GIVEN PROBLEM :: Reproduce all of the material below verbatim, preserving every line without alteration.

Excerpts of pointing data:

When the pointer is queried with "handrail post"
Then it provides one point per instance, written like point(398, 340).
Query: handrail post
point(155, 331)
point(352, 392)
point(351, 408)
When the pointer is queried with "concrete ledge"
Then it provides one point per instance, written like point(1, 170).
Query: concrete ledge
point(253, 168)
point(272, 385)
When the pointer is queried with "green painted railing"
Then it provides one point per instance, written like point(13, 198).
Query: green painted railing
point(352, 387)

SOLUTION ::
When the pointer is queried with "handrail post"
Then it provides one point per instance, written like point(398, 340).
Query: handrail post
point(155, 331)
point(352, 392)
point(351, 408)
When the pointer is queried with "concrete ledge"
Then it provides one point per instance, written like point(1, 170).
Query: concrete ledge
point(253, 168)
point(272, 385)
When the pointer is queried with "green painted railing"
Then it provides one point per instance, written like point(13, 198).
Query: green painted railing
point(352, 387)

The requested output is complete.